DATA UNDER STUDY:
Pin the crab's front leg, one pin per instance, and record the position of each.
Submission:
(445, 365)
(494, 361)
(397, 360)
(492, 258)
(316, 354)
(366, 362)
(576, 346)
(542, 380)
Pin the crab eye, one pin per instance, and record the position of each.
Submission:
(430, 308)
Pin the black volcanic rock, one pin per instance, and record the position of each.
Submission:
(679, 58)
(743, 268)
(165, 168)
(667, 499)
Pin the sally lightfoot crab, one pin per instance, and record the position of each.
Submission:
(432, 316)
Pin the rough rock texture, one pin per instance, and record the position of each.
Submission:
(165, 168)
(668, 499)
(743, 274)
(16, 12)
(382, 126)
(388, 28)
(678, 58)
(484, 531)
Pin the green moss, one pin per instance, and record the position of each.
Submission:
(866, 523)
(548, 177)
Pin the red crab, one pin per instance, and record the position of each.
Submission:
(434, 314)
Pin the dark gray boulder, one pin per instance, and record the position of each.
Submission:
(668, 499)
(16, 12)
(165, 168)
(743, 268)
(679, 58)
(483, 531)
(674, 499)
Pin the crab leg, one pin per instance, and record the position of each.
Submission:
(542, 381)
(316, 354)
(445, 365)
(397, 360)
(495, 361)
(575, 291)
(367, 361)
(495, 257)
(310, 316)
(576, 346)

DIRECTIONS FOR THIS TASK:
Print all of the entries again, exactly as written.

RESULT BELOW:
Pin the crab's front leg, one pin per instance, and record the position of each.
Submission:
(445, 365)
(494, 361)
(397, 360)
(492, 258)
(316, 354)
(366, 362)
(576, 346)
(542, 380)
Pin the crab eye, one pin per instance, and record the position of each.
Submission:
(430, 308)
Pin the black volcanic rock, one pin per instance, and record the position of each.
Submission:
(679, 58)
(743, 268)
(165, 168)
(667, 499)
Pin the sally lightfoot crab, one pin per instance, and record the position of each.
Submission:
(432, 316)
Pin the rough rock texture, one pin per instance, and record the position of each.
Submission:
(165, 168)
(668, 499)
(743, 274)
(16, 12)
(382, 126)
(388, 28)
(678, 58)
(484, 531)
Pin the green moss, one pin per instance, and record the position of each.
Submission:
(866, 523)
(548, 177)
Pin the red crab, one pin per instance, and record the position of each.
Submission:
(434, 314)
Pin the dark gray boulder, one pin per instance, and record the position of each.
Submission:
(668, 499)
(16, 12)
(165, 168)
(743, 268)
(679, 58)
(483, 531)
(674, 499)
Pin the crab leg, one pin per instance, and record the position of each.
Submission:
(542, 381)
(316, 354)
(445, 365)
(397, 360)
(495, 361)
(575, 291)
(367, 361)
(495, 257)
(310, 316)
(576, 346)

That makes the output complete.